* Détails de l'exercice:
D'après l'extrait du document, à quel courant l'émotivité irrationnelle est-elle intimement liée ?

* Extrait du document:
.....

Et cela parce que la fiabilité du témoin dans cette matière est capitale. Donc, puisqu’il n’y a pas d’évidence, pour celui qui, comme Aristote, garde les pieds sur terre et veut faire un choix moralement bon, il faut aussi – et c’est vraiment “scientifique” – se demander : le témoin est-il intéressé ? M’a-t-il montré dans leur intégralité les études qui l’ont conduit à ces conclusions ? S’il soutenait la thèse inverse, serait-il exclu de l’université ou de son emploi ? Est-ce qu’il propose comme “certain” ce qui est encore “incertain”, et est donc intellectuellement malhonnête ? Est-il possible que certains scientifiques, même s’ils sont nombreux, puissent être influençables, surtout si des intérêts considérables sont en jeu, ou sont-ils sous la coupe du pouvoir ? Y a-t-il eu des répressions qui ont pu conditionner la liberté du scientifique ? Le dit consensus de la “communauté scientifique”, surtout si l’étude est à l’état embryonnaire, est-il réel car il résulte d’études irréprochables, ou est-il aussi le résultat de ceux qui contrôlent le “consensus émotionnel des masses” ?
Ces questions ne peuvent certes pas entrer dans un “modèle mathématique” ou un “taux d’incidence”, mais elles sont véritablement scientifiques car ma connaissance par les causes, si elle doit “croire” une donnée scientifique, doit aussi s’interroger sur la crédibilité et donc le désintéressement du témoin. Ce n’est que de cette façon que mon acte de croire sera prudent. Ce qui a été dit – pour ceux qui sont restés ancrés dans la philosophie réaliste et ne rêvent pas d’un savoir scientifique qui aurait des réponses à tout et tout de suite sous forme d’algorithme – est encore plus vrai dans les premières années qui suivent une découverte. En particulier dans le cadre d’expérimentations dans le domaine médical, sachant que notre connaissance du fonctionnement du corps humain a ses limites, sans parler du système immunitaire. Certaines découvertes acquièrent, sinon une scientificité absolue, du moins une plus grande crédibilité lorsqu’elles ont été éprouvées par le temps. Ma “foi”, non pas dans la science – ce qui ne veut rien dire – mais dans un traitement médical spécifique qui est maintenant établi parce qu’il a porté de bons fruits à long terme, est devenue une “foi raisonnable” avec le temps. Et même “tellement raisonnable” qu’il serait imprudent de ne pas y croire, compte tenu des nombreuses confirmations qui nous sont parvenues au fil des ans. Mais le contraire est également vrai : d’un point de vue moral, il pourrait être gravement imprudent, et ce pourrait même être un péché grave de crédulité – s’il y a pleine advertance – de donner son assentiment imprudemment, c’est-à-dire sans les vérifications nécessaires. Surtout si nous avons un rôle de scientifique, de médecin ou de gouvernant, avec de graves responsabilités sur celui qui nous écoute ou nous obéit.
En conclusion, je peux croire tel ou tel scientifique pour des raisons fondées et non émotionnelles ou d’utilité, mais dire « je crois en la Science » ne veut rien dire. Il n’existe pas un credo dans la Science, il y a la possibilité d’attribuer une crédibilité plus ou moins grande à un savant ou à un autre concernant une déclaration spécifique. Le reste n’est que cette émotivité irrationnelle intimement liée au scientisme positiviste du XIXe siècle mentionné plus haut, qui, ayant renié la métaphysique classique, tente, lorsqu’il manque de certitudes, de les imposer “à coups de majorité”, réelle ou fictive.

.....

(Lignes de données)
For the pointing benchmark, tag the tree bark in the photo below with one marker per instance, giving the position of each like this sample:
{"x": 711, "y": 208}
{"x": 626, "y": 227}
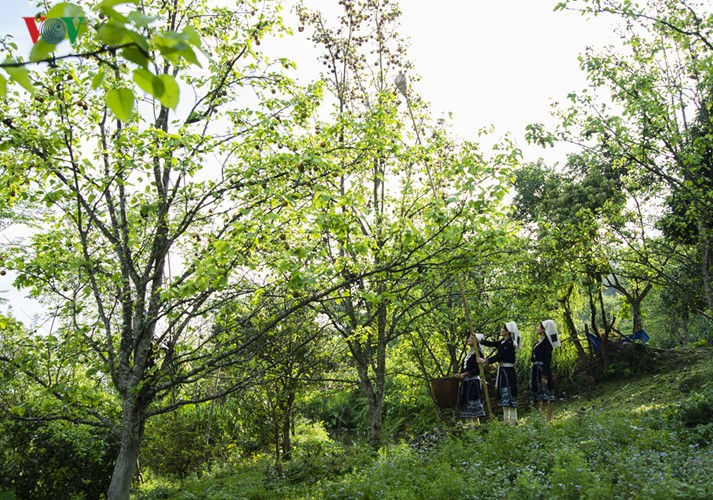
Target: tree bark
{"x": 705, "y": 239}
{"x": 132, "y": 434}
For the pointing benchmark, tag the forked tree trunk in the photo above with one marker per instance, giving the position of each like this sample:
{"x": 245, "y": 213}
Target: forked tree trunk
{"x": 132, "y": 433}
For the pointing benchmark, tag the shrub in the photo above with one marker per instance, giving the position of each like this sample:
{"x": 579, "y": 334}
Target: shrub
{"x": 56, "y": 459}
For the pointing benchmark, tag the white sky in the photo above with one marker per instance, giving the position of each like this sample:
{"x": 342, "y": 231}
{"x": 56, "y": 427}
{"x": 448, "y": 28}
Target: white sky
{"x": 497, "y": 62}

.....

* Réponse de l'exercice:
Au scientisme positiviste du XIXe siècle.